--- Document excerpt ---

Re: [PATCH v6 5/6] nouveau: use new mmu interval notifiers

Ralph Campbell <rcampbell@xxxxxxxxxx> · Wed, 15 Jan 2020 14:09:47 -0800

On 1/14/20 5:00 AM, Jason Gunthorpe wrote:
On Mon, Jan 13, 2020 at 02:47:02PM -0800, Ralph Campbell wrote:
  void
  nouveau_svmm_fini(struct nouveau_svmm **psvmm)
  {
  	struct nouveau_svmm *svmm = *psvmm;
+	struct mmu_interval_notifier *mni;
+
  	if (svmm) {
  		mutex_lock(&svmm->mutex);
+		while (true) {
+			mni = mmu_interval_notifier_find(svmm->mm,
+					&nouveau_svm_mni_ops, 0UL, ~0UL);
+			if (!mni)
+				break;
+			mmu_interval_notifier_put(mni);

Oh, now I really don't like the name 'put'. It looks like mni is
refcounted here, and it isn't. put should be called 'remove_deferred'

OK.

And then you also need a way to barrier this scheme on driver unload.

Good point. I can add something like
void mmu_interval_notifier_synchronize(struct mm_struct *mm)
that waits for deferred operations to complete similar to
mmu_interval_read_begin().

+		}
  		svmm->vmm = NULL;
  		mutex_unlock(&svmm->mutex);
-		mmu_notifier_put(&svmm->notifier);

While here it was actually a refcount.

+static void nouveau_svmm_do_unmap(struct mmu_interval_notifier *mni,
+				 const struct mmu_notifier_range *range)
+{
+	struct svmm_interval *smi =
+		container_of(mni, struct svmm_interval, notifier);
+	struct nouveau_svmm *svmm = smi->svmm;
+	unsigned long start = mmu_interval_notifier_start(mni);
+	unsigned long last = mmu_interval_notifier_last(mni);

This whole algorithm only works if it is protected by the read side of
the interval tree lock. Deserves at least a comment if not an
assertion too.

This is called from the invalidate() callback and while holding the
driver page table lock so the struct mmu_interval_notifier and
the interval tree can't change.
I will add comments for v7.

  static int nouveau_range_fault(struct nouveau_svmm *svmm,
  			       struct nouveau_drm *drm, void *data, u32 size,
-			       u64 *pfns, struct svm_notifier *notifier)
+			       u64 *pfns, u64 start, u64 end)
  {
  	unsigned long timeout =
  		jiffies + msecs_to_jiffies(HMM_RANGE_DEFAULT_TIMEOUT);
  	/* Have HMM fault pages within the fault window to the GPU. */
  	struct hmm_range range = {
-		.notifier = &notifier->notifier,
-		.start = notifier->notifier.interval_tree.start,
-		.end = notifier->notifier.interval_tree.last + 1,
+		.start = start,
+		.end = end,
  		.pfns = pfns,
  		.flags = nouveau_svm_pfn_flags,
  		.values = nouveau_svm_pfn_values,
+		.default_flags = 0,
+		.pfn_flags_mask = ~0UL,
  		.pfn_shift = NVIF_VMM_PFNMAP_V0_ADDR_SHIFT,
  	};
-	struct mm_struct *mm = notifier->notifier.mm;
+	struct mm_struct *mm = svmm->mm;
  	long ret;

  	while (true) {
  		if (time_after(jiffies, timeout))

--- Excerpted records ---

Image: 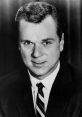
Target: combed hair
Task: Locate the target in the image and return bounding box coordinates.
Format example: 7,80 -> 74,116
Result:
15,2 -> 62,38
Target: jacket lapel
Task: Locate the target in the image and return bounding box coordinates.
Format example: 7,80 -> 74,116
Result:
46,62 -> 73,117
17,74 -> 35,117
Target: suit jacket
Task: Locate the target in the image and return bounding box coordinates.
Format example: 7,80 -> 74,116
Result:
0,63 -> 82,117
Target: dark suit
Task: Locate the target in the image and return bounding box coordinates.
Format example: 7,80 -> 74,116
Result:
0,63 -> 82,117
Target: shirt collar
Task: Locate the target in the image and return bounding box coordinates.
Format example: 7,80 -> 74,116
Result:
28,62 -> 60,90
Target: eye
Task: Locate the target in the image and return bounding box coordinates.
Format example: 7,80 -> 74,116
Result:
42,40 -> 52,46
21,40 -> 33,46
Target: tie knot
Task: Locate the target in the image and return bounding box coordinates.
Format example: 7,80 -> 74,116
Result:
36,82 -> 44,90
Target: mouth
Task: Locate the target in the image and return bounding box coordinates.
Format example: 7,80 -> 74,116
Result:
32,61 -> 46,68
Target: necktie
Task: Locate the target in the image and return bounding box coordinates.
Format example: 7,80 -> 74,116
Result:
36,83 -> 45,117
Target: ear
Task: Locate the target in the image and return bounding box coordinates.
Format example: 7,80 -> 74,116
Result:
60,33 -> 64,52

---
--- Excerpted records ---

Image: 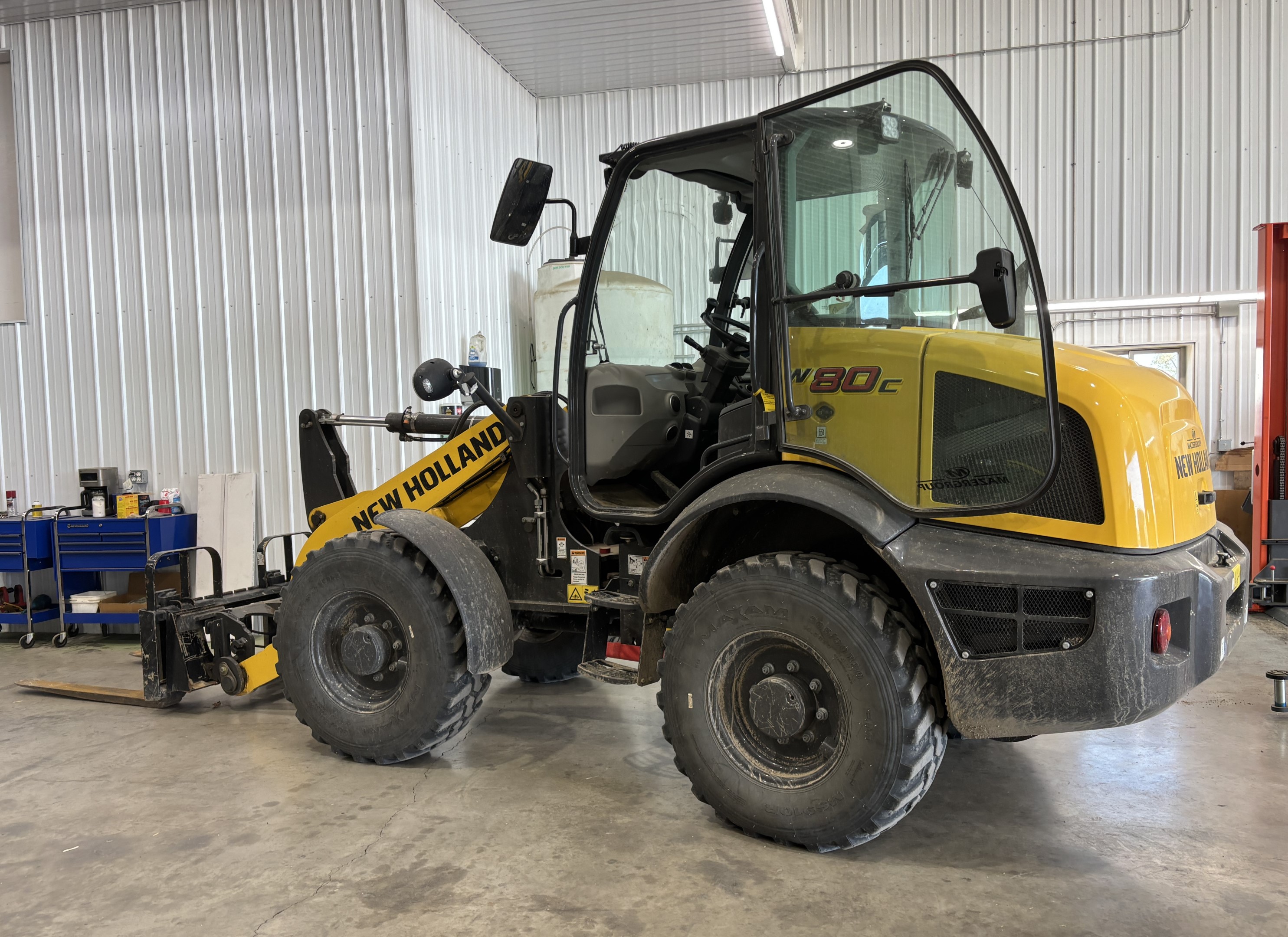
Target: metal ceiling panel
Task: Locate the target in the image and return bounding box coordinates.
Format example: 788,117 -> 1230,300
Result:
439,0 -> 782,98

---
--- Excerpted records ---

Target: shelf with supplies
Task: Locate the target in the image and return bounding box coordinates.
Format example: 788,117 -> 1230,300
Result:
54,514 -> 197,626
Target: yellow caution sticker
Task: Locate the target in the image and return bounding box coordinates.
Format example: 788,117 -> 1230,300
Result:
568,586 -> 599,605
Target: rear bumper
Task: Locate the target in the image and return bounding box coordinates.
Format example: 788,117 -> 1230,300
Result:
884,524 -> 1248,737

---

* Given exercise A:
Decide whether each statement agrees with the patch discussion, answering yes or no and quoting the deciding words: (i) it proposes that "put" be renamed "remove_deferred"; (ii) the reply promises comments for v6; (iii) the new range in nouveau_range_fault sets .default_flags to 0.
* Given exercise B:
In the entries, swap "Format example" for "Sample format" across the stretch from the line containing "Target: mouth" through the line containing "60,33 -> 64,52", and return only those lines.

* Exercise response A:
(i) Yes: "put should be called 'remove_deferred'"
(ii) No: "I will add comments for v7."
(iii) Yes: ".default_flags = 0,"

* Exercise response B:
Target: mouth
Task: Locate the target in the image and return bounding box coordinates.
Sample format: 7,80 -> 74,116
Result:
32,61 -> 46,68
Target: necktie
Task: Locate the target in the image and return bounding box coordinates.
Sample format: 7,80 -> 74,116
Result:
36,83 -> 45,117
Target: ear
Task: Locate the target in the image and return bounding box coordinates.
Sample format: 7,80 -> 74,116
Result:
60,33 -> 64,52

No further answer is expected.